TO-DO LIST →
**a.** Answer these questions using the ISA Server application filters text, one answer per line, each marked the same way:
(i) Which version of SOCKS applications does the SOCKS filter forward requests from?
(ii) What gives high-performance data transfer for approved FTP traffic?
(iii) Which service does the HTTP redirector filter forward HTTP requests to?
**b.** Quote word for word the part of the ISA Server application filters text that opens with the words containing "SMTP Filter. The" and closes with "non-standard computer devices.".
**c.** Continue the ISA Server application filters text from the point where it stops.

TEXT EXTRACT →
^^^^^^^^^^^^^^^^
Figure 1.6 Application-level filtering
ISA Server includes the following built-in application filters:
HTTP Redirector Filter. The HTTP redirector filter forwards HTTP requests from the firewall and SecureNAT clients to the Web Proxy service. This creates transparent caching for clients that do not have their browser configured to direct to the Web Proxy service.
FTP Access Filter. The FTP filter intercepts and checks FTP data. A kernel-mode data pump gives you high-performance data transfer for approved traffic.
SMTP Filter. The SMTP filter intercepts and checks your SMTP e-mail traffic, protecting mail servers from attack. The filter recognizes unsafe commands and can screen e-mail messages for content or size, rejecting unapproved e-mail before it ever reaches the mail server.
SOCKS Filter. For clients without Firewall Client software, the SOCKS filter forwards requests from SOCKS 4.3 applications to the ISA Firewall service. The access policy rules determine whether the SOCKS client application communicates with the Internet. Unlike Winsock, SOCKS can support any client platform, including Unix, Macintosh, and non-standard computer devices.
RPC Filter. The RPC filter allows sophisticated filtering of RPC requests based on specific interfaces. You select RPC interfaces to expose.
^^^^^^^^^^^^^^^^
RECORD LIST →
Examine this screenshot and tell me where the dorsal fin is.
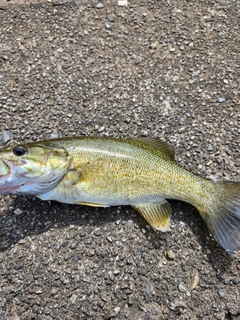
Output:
[137,137,174,161]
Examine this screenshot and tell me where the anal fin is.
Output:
[74,201,109,208]
[133,200,171,232]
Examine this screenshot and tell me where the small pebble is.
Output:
[96,2,104,9]
[0,130,11,146]
[207,144,213,151]
[167,250,175,260]
[178,282,187,293]
[13,208,22,216]
[218,98,226,103]
[146,280,154,295]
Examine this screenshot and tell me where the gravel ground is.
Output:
[0,0,240,320]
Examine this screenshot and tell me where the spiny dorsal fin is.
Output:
[137,137,174,161]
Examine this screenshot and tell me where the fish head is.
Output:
[0,143,70,195]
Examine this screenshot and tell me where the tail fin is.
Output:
[200,181,240,255]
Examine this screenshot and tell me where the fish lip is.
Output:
[0,159,11,178]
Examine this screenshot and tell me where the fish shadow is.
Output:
[0,197,234,272]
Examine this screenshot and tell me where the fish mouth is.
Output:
[0,160,11,177]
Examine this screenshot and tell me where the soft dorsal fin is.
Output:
[137,137,174,161]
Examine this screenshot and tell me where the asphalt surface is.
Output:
[0,0,240,320]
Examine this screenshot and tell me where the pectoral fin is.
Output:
[133,200,171,232]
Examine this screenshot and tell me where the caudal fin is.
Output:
[200,181,240,255]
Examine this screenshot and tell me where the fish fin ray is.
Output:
[198,181,240,255]
[137,137,175,161]
[133,200,171,232]
[74,201,109,208]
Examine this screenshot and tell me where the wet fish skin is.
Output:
[0,137,240,254]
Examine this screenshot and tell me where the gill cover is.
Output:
[0,142,70,195]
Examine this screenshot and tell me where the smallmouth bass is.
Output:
[0,137,240,254]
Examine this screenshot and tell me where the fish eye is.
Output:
[13,146,27,157]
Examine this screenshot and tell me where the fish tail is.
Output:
[199,181,240,255]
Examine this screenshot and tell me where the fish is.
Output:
[0,136,240,255]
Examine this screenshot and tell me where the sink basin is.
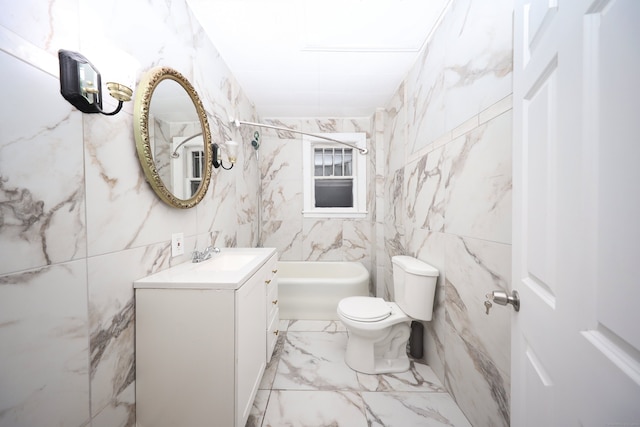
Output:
[195,252,258,271]
[133,248,276,289]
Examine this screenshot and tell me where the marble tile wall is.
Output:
[258,117,376,288]
[0,0,259,427]
[377,0,512,426]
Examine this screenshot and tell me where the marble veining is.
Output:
[246,320,471,427]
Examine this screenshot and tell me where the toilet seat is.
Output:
[338,297,392,322]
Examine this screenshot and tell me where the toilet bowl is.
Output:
[337,256,438,374]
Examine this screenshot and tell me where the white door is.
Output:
[511,0,640,427]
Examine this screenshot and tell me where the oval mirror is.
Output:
[133,67,212,209]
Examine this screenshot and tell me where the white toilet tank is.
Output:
[391,255,439,320]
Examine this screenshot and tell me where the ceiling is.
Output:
[187,0,451,117]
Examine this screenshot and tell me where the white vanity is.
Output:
[134,248,279,427]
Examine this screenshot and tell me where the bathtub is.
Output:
[278,261,369,320]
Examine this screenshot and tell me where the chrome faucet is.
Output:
[191,246,220,262]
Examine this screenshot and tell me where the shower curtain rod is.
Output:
[171,132,202,159]
[231,119,369,154]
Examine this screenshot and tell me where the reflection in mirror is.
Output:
[134,67,211,208]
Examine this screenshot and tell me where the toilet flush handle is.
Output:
[485,291,520,314]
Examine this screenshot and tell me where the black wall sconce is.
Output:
[211,141,238,170]
[58,49,133,116]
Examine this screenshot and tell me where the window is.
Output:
[303,133,367,218]
[186,147,204,197]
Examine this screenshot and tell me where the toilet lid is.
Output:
[338,297,391,322]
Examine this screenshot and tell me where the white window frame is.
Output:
[302,132,368,218]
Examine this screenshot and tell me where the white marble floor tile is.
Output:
[362,392,471,427]
[252,330,471,427]
[288,320,347,332]
[357,362,446,392]
[262,390,367,427]
[273,332,360,390]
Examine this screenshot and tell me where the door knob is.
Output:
[484,291,520,314]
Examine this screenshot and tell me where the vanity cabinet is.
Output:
[134,250,277,427]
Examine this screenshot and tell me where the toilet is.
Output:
[338,255,438,374]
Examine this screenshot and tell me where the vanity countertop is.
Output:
[133,248,276,289]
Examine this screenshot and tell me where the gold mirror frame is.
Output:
[133,67,213,209]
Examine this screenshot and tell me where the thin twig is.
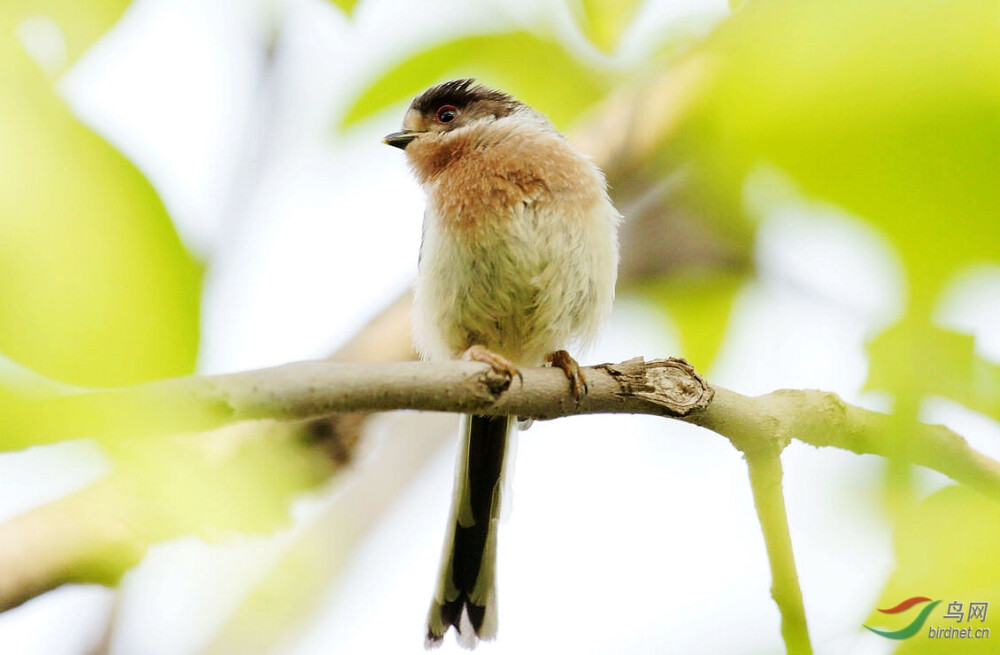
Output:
^^^^^^^^^^^^^^^^
TASK-BY-TASK ANSWERS →
**a.**
(i) SOCKS 4.3
(ii) A kernel-mode data pump
(iii) The Web Proxy service

**b.**
SMTP Filter. The SMTP filter intercepts and checks your SMTP e-mail traffic, protecting mail servers from attack. The filter recognizes unsafe commands and can screen e-mail messages for content or size, rejecting unapproved e-mail before it ever reaches the mail server.
SOCKS Filter. For clients without Firewall Client software, the SOCKS filter forwards requests from SOCKS 4.3 applications to the ISA Firewall service. The access policy rules determine whether the SOCKS client application communicates with the Internet. Unlike Winsock, SOCKS can support any client platform, including Unix, Macintosh, and non-standard computer devices.

**c.**
H.323 Filter. The H.323 filter directs H.323 packets used for multimedia communications and teleconferencing. It provides call control, including the capability to handle incoming calls and to connect to a specific H.323 gatekeeper.
Streaming Media Filter. The streaming media filter supports industry-standard media protocols, including Microsoft Windows Media Technologies and both streaming media protocols from RealNetworks, Progressive Networks Audio (PNA) and Real-Time Streaming Protocol (RTSP). It also allows users to split live Windows Media streams, thus saving bandwidth.
POP and DNS Intrusion Detection Filters. These two filters recognize and block attacks against internal servers, including DNS Host Name Overflow, DNS Zone Transfer, and Post Office Protocol (POP) Buffer Overflow.
H.323 Gatekeeper
H.323 Gatekeeper works together with the H.323 protocol filter to provide full communications capabilities to H.323-registered clients that use applications compliant with H.323 Gatekeeper, such as NetMeeting 3.x. H.323 Gatekeeper provides registered clients with call routing and directory services and enables others to reach them using their well-known alias. Clients registered with H.323 Gatekeeper can use H.323 Gatekeeper to participate in video, audio, and data conferences in local area networks (LANs) and wide area networks (WANs); across multiple firewalls; and over the Internet. As shown in Figure 1.7, H.323 Gatekeeper is configured in ISA Management through the H323 Gatekeepers node.
Figure 1.7 Configuring H.323 Gatekeepers
Broad Application Support
ISA Server predefines about 100 application protocols and allows administrators to define additional protocols based on port number, type, TCP or UDP, and direction. Protocols with secondary connections are supported using Firewall Client software or an application filter.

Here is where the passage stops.